• **WHAT THE TASK REQUIRES**
Find all lines in the records that include the word "taillight", and copy them out.

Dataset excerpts
□ □ □ □

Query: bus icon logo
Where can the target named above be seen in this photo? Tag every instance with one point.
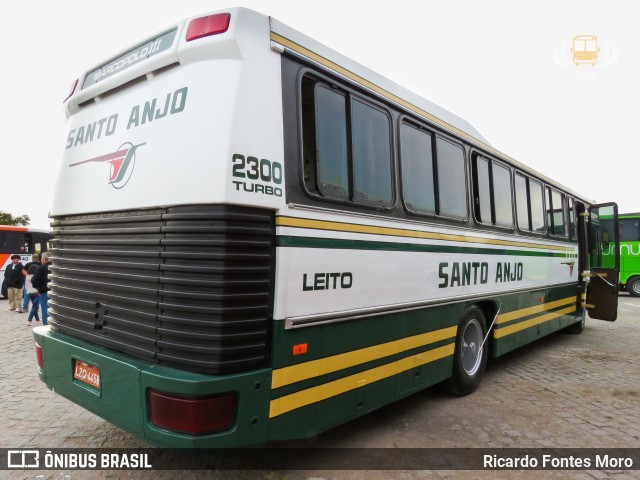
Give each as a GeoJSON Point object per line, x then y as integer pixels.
{"type": "Point", "coordinates": [122, 162]}
{"type": "Point", "coordinates": [585, 49]}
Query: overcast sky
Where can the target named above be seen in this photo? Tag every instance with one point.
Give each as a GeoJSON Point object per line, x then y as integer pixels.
{"type": "Point", "coordinates": [505, 66]}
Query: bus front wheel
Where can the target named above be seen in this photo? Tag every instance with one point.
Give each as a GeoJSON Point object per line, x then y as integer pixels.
{"type": "Point", "coordinates": [471, 352]}
{"type": "Point", "coordinates": [633, 287]}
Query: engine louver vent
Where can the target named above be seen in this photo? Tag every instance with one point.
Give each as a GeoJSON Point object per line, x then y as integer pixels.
{"type": "Point", "coordinates": [188, 287]}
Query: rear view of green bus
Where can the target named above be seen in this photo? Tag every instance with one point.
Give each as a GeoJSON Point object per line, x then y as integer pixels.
{"type": "Point", "coordinates": [630, 253]}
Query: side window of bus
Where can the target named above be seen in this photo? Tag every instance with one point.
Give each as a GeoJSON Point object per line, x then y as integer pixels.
{"type": "Point", "coordinates": [529, 204]}
{"type": "Point", "coordinates": [493, 203]}
{"type": "Point", "coordinates": [26, 244]}
{"type": "Point", "coordinates": [424, 167]}
{"type": "Point", "coordinates": [346, 146]}
{"type": "Point", "coordinates": [556, 213]}
{"type": "Point", "coordinates": [572, 219]}
{"type": "Point", "coordinates": [452, 184]}
{"type": "Point", "coordinates": [416, 153]}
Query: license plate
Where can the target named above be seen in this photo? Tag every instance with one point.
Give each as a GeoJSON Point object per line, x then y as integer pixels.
{"type": "Point", "coordinates": [86, 373]}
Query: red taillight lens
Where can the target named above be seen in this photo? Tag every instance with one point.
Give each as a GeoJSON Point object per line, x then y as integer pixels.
{"type": "Point", "coordinates": [193, 415]}
{"type": "Point", "coordinates": [39, 356]}
{"type": "Point", "coordinates": [206, 26]}
{"type": "Point", "coordinates": [72, 90]}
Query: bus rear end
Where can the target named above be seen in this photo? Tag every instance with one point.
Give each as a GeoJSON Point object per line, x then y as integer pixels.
{"type": "Point", "coordinates": [161, 280]}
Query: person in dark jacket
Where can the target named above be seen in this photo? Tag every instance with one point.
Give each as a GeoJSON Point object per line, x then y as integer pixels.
{"type": "Point", "coordinates": [15, 281]}
{"type": "Point", "coordinates": [40, 281]}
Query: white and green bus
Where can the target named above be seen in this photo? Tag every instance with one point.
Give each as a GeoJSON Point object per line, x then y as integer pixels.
{"type": "Point", "coordinates": [256, 238]}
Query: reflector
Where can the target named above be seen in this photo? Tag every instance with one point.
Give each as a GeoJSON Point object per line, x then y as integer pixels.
{"type": "Point", "coordinates": [193, 415]}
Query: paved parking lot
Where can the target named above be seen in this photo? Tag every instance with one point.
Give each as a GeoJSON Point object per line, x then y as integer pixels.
{"type": "Point", "coordinates": [562, 391]}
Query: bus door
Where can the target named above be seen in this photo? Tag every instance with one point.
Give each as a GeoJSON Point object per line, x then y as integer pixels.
{"type": "Point", "coordinates": [604, 261]}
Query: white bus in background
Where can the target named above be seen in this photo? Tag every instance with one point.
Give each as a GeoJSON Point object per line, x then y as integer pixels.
{"type": "Point", "coordinates": [256, 238]}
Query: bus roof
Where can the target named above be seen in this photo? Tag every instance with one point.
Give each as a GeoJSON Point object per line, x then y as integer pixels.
{"type": "Point", "coordinates": [300, 44]}
{"type": "Point", "coordinates": [284, 38]}
{"type": "Point", "coordinates": [18, 228]}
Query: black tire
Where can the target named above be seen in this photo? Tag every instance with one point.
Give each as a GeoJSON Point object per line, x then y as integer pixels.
{"type": "Point", "coordinates": [469, 361]}
{"type": "Point", "coordinates": [633, 287]}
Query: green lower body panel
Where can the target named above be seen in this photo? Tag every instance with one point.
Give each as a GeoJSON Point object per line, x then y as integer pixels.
{"type": "Point", "coordinates": [125, 382]}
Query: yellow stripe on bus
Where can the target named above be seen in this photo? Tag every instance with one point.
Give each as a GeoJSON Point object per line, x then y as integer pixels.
{"type": "Point", "coordinates": [315, 368]}
{"type": "Point", "coordinates": [282, 221]}
{"type": "Point", "coordinates": [516, 327]}
{"type": "Point", "coordinates": [525, 312]}
{"type": "Point", "coordinates": [322, 392]}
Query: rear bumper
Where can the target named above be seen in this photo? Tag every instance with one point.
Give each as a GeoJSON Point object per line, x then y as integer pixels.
{"type": "Point", "coordinates": [125, 381]}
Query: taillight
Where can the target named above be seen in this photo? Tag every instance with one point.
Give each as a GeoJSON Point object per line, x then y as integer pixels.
{"type": "Point", "coordinates": [72, 90]}
{"type": "Point", "coordinates": [39, 356]}
{"type": "Point", "coordinates": [206, 26]}
{"type": "Point", "coordinates": [192, 415]}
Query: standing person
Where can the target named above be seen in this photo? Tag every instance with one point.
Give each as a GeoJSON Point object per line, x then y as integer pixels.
{"type": "Point", "coordinates": [35, 260]}
{"type": "Point", "coordinates": [40, 281]}
{"type": "Point", "coordinates": [15, 281]}
{"type": "Point", "coordinates": [32, 294]}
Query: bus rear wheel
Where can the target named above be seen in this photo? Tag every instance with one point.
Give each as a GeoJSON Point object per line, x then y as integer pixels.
{"type": "Point", "coordinates": [470, 357]}
{"type": "Point", "coordinates": [633, 287]}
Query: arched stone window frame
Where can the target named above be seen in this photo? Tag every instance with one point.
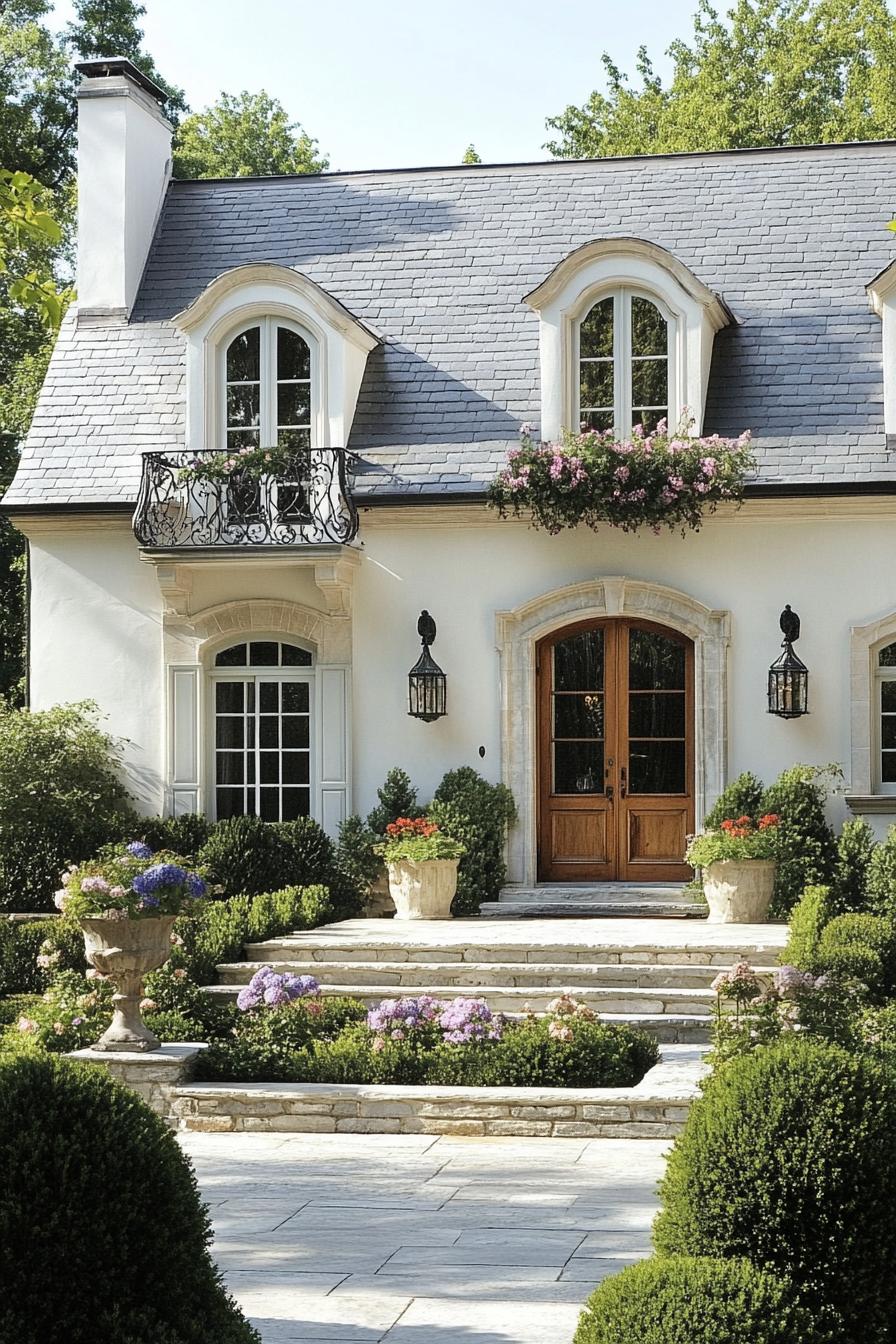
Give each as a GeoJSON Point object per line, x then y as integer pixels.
{"type": "Point", "coordinates": [867, 793]}
{"type": "Point", "coordinates": [695, 313]}
{"type": "Point", "coordinates": [238, 299]}
{"type": "Point", "coordinates": [191, 641]}
{"type": "Point", "coordinates": [517, 633]}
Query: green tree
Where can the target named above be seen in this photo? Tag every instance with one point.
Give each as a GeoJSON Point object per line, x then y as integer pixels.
{"type": "Point", "coordinates": [775, 73]}
{"type": "Point", "coordinates": [245, 136]}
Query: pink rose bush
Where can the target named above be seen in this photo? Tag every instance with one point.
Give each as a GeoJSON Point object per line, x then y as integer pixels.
{"type": "Point", "coordinates": [658, 479]}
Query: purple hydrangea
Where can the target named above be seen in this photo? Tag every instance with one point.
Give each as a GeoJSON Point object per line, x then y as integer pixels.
{"type": "Point", "coordinates": [396, 1016]}
{"type": "Point", "coordinates": [466, 1020]}
{"type": "Point", "coordinates": [269, 988]}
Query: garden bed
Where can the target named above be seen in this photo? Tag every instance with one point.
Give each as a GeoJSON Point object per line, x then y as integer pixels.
{"type": "Point", "coordinates": [656, 1108]}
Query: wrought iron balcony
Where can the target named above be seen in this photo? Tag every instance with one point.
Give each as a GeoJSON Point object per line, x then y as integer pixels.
{"type": "Point", "coordinates": [305, 500]}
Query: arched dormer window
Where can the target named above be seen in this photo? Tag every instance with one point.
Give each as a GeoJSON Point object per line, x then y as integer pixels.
{"type": "Point", "coordinates": [267, 383]}
{"type": "Point", "coordinates": [625, 348]}
{"type": "Point", "coordinates": [267, 387]}
{"type": "Point", "coordinates": [626, 338]}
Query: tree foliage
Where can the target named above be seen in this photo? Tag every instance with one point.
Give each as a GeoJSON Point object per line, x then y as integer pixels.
{"type": "Point", "coordinates": [245, 136]}
{"type": "Point", "coordinates": [771, 73]}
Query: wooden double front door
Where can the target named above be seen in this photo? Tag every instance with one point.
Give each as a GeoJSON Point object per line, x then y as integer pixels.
{"type": "Point", "coordinates": [615, 753]}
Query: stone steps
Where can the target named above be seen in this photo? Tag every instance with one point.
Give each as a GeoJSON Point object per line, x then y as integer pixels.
{"type": "Point", "coordinates": [656, 1108]}
{"type": "Point", "coordinates": [599, 899]}
{"type": "Point", "coordinates": [520, 997]}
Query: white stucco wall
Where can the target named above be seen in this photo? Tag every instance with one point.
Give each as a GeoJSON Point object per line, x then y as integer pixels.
{"type": "Point", "coordinates": [97, 625]}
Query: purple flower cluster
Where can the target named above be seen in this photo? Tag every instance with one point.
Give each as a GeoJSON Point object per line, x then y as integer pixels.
{"type": "Point", "coordinates": [461, 1020]}
{"type": "Point", "coordinates": [395, 1018]}
{"type": "Point", "coordinates": [163, 875]}
{"type": "Point", "coordinates": [466, 1020]}
{"type": "Point", "coordinates": [270, 989]}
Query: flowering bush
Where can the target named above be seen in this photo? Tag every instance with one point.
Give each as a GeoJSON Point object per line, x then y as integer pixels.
{"type": "Point", "coordinates": [664, 479]}
{"type": "Point", "coordinates": [787, 1003]}
{"type": "Point", "coordinates": [246, 464]}
{"type": "Point", "coordinates": [736, 839]}
{"type": "Point", "coordinates": [270, 989]}
{"type": "Point", "coordinates": [129, 882]}
{"type": "Point", "coordinates": [415, 840]}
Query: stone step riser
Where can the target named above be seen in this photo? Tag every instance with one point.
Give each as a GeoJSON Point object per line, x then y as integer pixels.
{"type": "Point", "coordinates": [589, 910]}
{"type": "Point", "coordinates": [508, 999]}
{"type": "Point", "coordinates": [407, 976]}
{"type": "Point", "coordinates": [305, 948]}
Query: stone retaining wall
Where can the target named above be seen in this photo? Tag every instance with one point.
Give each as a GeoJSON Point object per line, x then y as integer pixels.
{"type": "Point", "coordinates": [654, 1109]}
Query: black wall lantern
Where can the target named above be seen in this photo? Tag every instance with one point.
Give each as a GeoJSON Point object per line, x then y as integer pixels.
{"type": "Point", "coordinates": [789, 675]}
{"type": "Point", "coordinates": [426, 682]}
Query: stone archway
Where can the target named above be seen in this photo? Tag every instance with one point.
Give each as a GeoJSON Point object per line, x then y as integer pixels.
{"type": "Point", "coordinates": [519, 632]}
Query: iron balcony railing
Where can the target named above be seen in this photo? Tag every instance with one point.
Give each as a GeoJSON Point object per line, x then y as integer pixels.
{"type": "Point", "coordinates": [304, 500]}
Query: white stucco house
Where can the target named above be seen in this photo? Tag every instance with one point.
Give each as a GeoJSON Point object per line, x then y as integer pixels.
{"type": "Point", "coordinates": [392, 331]}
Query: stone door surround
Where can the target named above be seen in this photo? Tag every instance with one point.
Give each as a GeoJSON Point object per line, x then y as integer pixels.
{"type": "Point", "coordinates": [519, 631]}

□ □ □ □

• **ANSWER AREA**
Query: red taillight lens
Query: taillight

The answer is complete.